Collected data entries:
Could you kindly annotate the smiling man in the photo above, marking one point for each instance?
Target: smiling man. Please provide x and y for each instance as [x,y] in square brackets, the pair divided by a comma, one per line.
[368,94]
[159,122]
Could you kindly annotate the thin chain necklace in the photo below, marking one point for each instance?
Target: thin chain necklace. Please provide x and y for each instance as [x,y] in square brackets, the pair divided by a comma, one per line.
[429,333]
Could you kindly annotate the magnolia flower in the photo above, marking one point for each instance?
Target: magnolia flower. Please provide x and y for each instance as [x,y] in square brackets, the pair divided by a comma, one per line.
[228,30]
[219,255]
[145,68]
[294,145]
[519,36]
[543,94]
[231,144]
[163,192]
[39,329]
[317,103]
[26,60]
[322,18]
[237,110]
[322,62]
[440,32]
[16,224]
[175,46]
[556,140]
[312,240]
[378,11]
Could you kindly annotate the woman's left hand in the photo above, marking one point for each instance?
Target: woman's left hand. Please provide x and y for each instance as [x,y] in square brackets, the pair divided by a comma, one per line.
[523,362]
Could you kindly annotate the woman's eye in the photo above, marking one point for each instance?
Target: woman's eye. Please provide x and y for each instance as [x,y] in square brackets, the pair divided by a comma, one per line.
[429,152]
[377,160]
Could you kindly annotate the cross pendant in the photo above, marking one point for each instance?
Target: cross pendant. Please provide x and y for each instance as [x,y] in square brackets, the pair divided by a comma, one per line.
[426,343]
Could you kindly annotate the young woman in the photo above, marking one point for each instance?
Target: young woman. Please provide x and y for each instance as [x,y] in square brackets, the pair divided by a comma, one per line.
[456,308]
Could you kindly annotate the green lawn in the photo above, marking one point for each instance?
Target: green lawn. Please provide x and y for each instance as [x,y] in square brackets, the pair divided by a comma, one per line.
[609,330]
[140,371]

§ **Work task**:
How many of the lines above include the word "annotate"? State that number and nothing else.

§ **Exercise solution**:
8